YOUR TASKS |
1. In the piece on spotting problems in older homes, what does slab jacking typically cost?
2. Continue the piece on spotting problems in older homes, starting right after its last sentence.

SELECTED PASSAGE |
October 10th, 2012
Are you looking into buying an older home? If so, grab your camera and a flashlight before you look. Home inspections can be very good at identifying problems. Nothing beats taking a close look yourself before you have the money spent on an inspection.
In this article on spotting hidden problems, the author focuses on the problem:
Problems in older homes are often well hidden. More often than not, serious damage doesn’t show any symptoms until the damage is significant and expensive.
There are clues, but even trained eyes sometimes have difficulty telling normal wear and tear from the signs of serious underlying problems.
Most old-home problems, however, have predictable causes and if you know where to look you can find hints that might lead you to discover concealed damage.
You’ll want to read the article. The author felt that the two major problems are:
If you find a home that needs new wiring, or water damage repair, you will want to weigh that against the cost of the home.
MSN had a great list of the 6 signs that the house could be a lemon as well as details on the signs (how to know what you’re looking at), and how much it could cost to fix.
The article also brought up aging roofs, foundation cracks, failed sidings, and sticky doors and windows, but one that we thought was interesting was on sloping floors.
Sloping floors are not uncommon in older homes, especially turn-of-the-century houses. “I’ve seen houses with as much as five inches difference from one side of the house to the other,” Balin says. Don’t let a seller pass the problem on to you, because it’ll cost you when it’s your turn to sell. “You think it’s not going to make a difference in the price of the house?” Balin says. “Of course it will.”
A sloping floor may signal weakness in the home’s supporting structures. But that’s not always the case, Juneau says. Sometimes it’s just the result of an imperfect repair. In replacing floor joists, for example, the floor may not have been correctly re-leveled.
Signs of trouble
• Look at the house from the street. Is everything — the front entrance, the windows, outside doors, foundation and walls — straight and square?
• Place your marble or level on the floor. Does it roll to one wall? Does your carpenter’s level indicate a subtle tilt?
• Notice how the floor feels beneath your feet: Humps beneath doorways and bounce can indicate failing supports.
• Be alert to ridges under a carpet. In a house with a slab-on-grade foundation, irregularities in the floor may be your clue to a crack or break in the slab.
As with leaks, different causes will require different types of repairs. For example:
• A rotten or damaged floor joist can cause the floor to slant. Repairs may run as little as $300 or as much as tens of thousands of dollars, depending on the scope.
• A cracked concrete slab is repaired by drilling holes and injecting concrete. It’s called “slab jacking” and it typically costs several thousand dollars.

(Natural-language object grounding data)
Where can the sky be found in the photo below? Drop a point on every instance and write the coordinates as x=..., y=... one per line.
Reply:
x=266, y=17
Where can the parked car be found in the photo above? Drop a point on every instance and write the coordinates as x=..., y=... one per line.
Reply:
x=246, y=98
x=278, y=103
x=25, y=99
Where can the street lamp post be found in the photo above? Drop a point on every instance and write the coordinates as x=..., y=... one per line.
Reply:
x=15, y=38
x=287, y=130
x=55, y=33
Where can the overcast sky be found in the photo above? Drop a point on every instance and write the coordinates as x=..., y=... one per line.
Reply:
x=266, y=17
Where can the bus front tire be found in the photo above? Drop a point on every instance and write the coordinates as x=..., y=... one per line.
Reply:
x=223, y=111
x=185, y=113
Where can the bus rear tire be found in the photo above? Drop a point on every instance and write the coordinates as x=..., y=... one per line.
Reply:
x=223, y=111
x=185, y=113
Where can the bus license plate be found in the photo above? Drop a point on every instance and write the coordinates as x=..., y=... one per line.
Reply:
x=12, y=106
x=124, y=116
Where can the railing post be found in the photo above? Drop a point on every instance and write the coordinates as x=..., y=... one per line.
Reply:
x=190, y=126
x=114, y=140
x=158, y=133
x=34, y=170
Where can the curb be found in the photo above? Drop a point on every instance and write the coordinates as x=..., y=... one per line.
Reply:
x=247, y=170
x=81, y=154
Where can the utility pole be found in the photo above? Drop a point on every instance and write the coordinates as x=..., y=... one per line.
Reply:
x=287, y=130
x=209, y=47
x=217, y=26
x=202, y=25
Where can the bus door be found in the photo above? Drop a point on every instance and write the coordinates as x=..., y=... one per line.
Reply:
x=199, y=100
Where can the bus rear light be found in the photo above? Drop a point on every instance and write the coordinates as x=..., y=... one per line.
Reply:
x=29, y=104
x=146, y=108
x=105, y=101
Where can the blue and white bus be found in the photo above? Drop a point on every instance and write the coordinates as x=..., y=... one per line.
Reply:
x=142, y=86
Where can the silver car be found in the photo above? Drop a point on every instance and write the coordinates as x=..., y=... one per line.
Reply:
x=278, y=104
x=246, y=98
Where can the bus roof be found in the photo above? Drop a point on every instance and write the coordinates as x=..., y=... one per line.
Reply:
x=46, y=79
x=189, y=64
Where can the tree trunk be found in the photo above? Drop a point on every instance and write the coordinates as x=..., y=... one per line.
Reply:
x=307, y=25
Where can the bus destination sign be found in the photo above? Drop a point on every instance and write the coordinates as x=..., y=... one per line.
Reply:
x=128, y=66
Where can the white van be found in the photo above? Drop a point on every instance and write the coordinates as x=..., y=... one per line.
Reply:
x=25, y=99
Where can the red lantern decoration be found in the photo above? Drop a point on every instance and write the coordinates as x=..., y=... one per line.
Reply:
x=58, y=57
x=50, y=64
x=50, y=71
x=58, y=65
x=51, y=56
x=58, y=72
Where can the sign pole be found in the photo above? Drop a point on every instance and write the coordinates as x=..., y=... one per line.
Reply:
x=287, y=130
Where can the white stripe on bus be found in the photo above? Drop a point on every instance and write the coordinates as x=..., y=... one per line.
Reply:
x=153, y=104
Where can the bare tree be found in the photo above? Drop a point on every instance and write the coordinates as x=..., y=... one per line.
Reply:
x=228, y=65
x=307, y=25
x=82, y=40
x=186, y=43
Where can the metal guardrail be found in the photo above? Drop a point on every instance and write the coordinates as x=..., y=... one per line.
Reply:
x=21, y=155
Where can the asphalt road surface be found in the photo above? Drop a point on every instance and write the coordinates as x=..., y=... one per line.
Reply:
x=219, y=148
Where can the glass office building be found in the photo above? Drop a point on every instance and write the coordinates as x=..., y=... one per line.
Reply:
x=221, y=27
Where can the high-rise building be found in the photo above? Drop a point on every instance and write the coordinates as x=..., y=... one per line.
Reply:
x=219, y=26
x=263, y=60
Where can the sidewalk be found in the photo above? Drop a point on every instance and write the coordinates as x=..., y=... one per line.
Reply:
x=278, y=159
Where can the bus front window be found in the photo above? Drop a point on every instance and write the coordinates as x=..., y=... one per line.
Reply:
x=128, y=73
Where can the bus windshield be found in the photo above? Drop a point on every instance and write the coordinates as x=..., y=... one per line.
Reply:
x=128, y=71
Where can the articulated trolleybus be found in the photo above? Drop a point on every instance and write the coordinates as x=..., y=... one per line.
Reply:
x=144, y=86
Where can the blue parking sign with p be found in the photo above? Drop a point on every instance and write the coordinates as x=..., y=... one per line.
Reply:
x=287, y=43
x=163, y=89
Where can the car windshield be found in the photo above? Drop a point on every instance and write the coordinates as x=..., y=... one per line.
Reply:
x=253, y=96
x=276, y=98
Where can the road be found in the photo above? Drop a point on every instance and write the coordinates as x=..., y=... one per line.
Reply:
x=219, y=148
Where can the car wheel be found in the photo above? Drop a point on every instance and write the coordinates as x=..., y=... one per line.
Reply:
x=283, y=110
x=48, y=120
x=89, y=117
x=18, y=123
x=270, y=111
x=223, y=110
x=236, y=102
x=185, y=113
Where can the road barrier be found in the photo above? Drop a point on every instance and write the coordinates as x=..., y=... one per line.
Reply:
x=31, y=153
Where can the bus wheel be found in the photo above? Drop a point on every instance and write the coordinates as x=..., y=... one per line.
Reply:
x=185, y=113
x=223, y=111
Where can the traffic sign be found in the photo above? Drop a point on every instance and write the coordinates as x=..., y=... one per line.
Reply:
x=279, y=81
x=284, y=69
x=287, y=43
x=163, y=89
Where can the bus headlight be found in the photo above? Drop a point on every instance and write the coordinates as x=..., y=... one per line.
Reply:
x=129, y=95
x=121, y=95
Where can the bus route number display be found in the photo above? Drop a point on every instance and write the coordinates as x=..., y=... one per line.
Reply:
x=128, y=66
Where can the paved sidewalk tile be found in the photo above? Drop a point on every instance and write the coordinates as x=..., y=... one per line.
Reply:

SET OF ANSWERS |
1. Several thousand dollars.

2.
• Re-leveling a floor over a crawl space involves slowly lifting the house and making the support beams level. Costs start at about $3,000.
Additionally, MSN detailed mold and water stains. You may smell it as soon as you walk in or head to a corner. Don’t be afraid to gently poke at a wall to see if it feels squishy. Black mold could be very expensive to clean up, and might impact your homeowner’s insurance.
Mold and water stains on ceilings and walls
The cause of mold and rot is simple: Water got in where it shouldn’t have. The pros call it “moisture penetration.” The longer it’s there, the more damage it creates.
Signs of trouble
• When touring a home, use your nose. If you encounter moldy or dank smells, politely ask the agent or owner about its origin.
• Check walls and ceilings — particularly under bathrooms and kitchens — for water stains, mold and mushy drywall.
• Check for signs of repairs or remodeling by holding your flashlight parallel to the wall or ceiling. The light casts shadows on every irregularity, repair, patches and a telltale difference in surface sheen. Start at the highest point and work your way down all interior walls. Do the same with the ceiling.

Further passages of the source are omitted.